▶ [Point-per-instance localization data]:
┄┄┄┄┄┄┄┄┄┄┄┄┄┄┄┄┄┄┄┄

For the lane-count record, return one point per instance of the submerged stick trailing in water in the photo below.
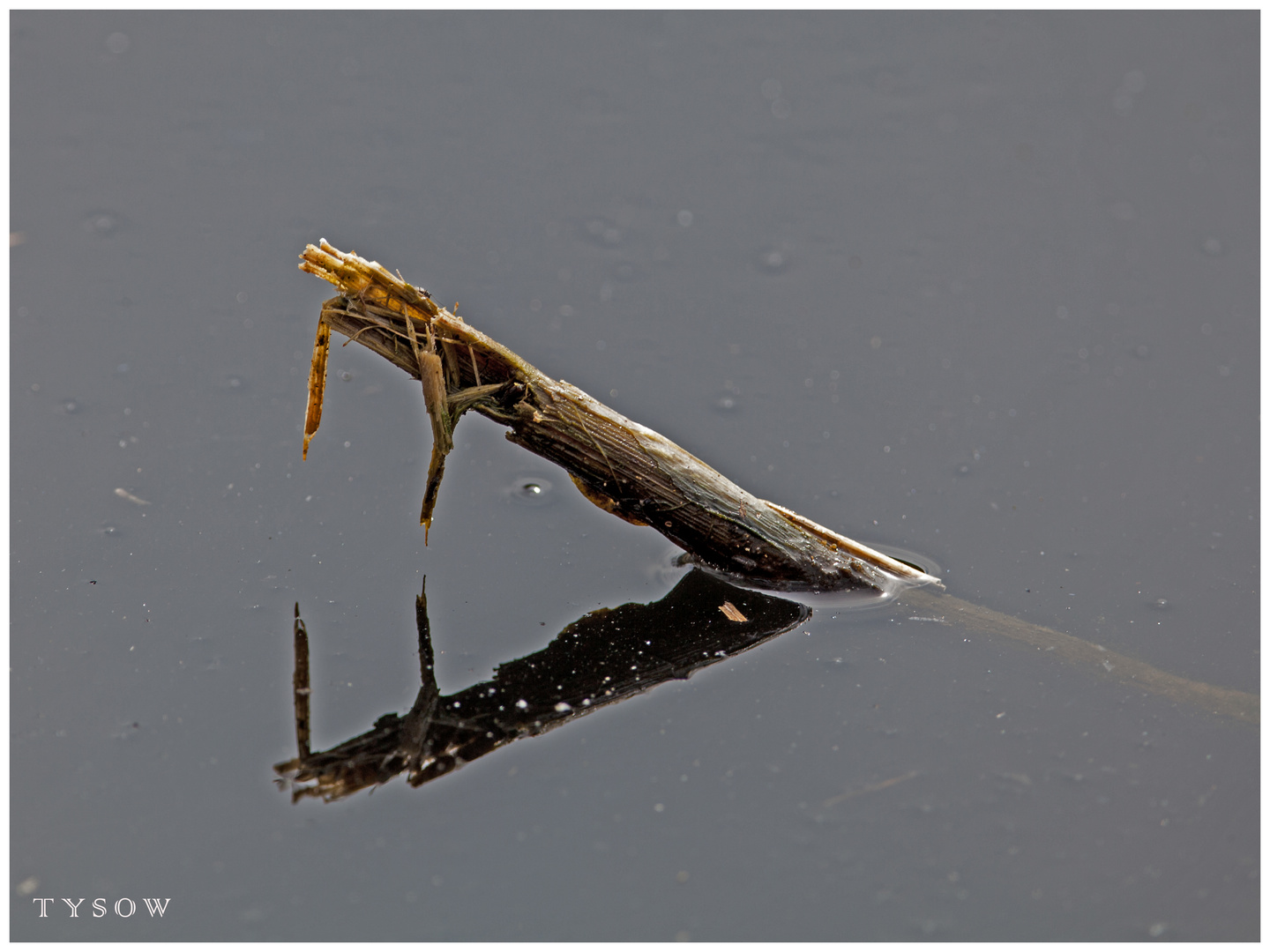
(646, 479)
(619, 465)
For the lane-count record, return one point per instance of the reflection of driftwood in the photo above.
(619, 465)
(605, 657)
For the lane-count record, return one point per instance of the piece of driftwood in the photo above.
(643, 478)
(619, 465)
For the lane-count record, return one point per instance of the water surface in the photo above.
(977, 286)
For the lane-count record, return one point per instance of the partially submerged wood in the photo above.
(619, 465)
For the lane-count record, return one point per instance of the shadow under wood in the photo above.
(606, 657)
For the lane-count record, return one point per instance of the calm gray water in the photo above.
(982, 287)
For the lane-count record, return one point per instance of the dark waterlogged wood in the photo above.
(619, 465)
(646, 479)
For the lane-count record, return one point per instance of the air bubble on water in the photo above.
(530, 490)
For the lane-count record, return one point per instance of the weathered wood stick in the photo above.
(643, 478)
(619, 465)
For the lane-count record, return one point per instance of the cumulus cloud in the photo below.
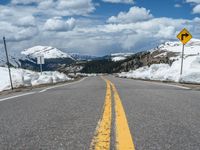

┄┄┄┄┄┄┄┄┄┄┄┄┄┄┄┄┄┄┄┄

Please print exactly the lines from the one holding "stick in the photo above." through the final line of the data above, including both, and skip all pictures.

▶ [REPLY]:
For the lane-count record, return one point per instance of the weathered wood stick in the photo above.
(643, 478)
(619, 465)
For the lane-count record, return one point per instance of the cumulus cloud in the photo below.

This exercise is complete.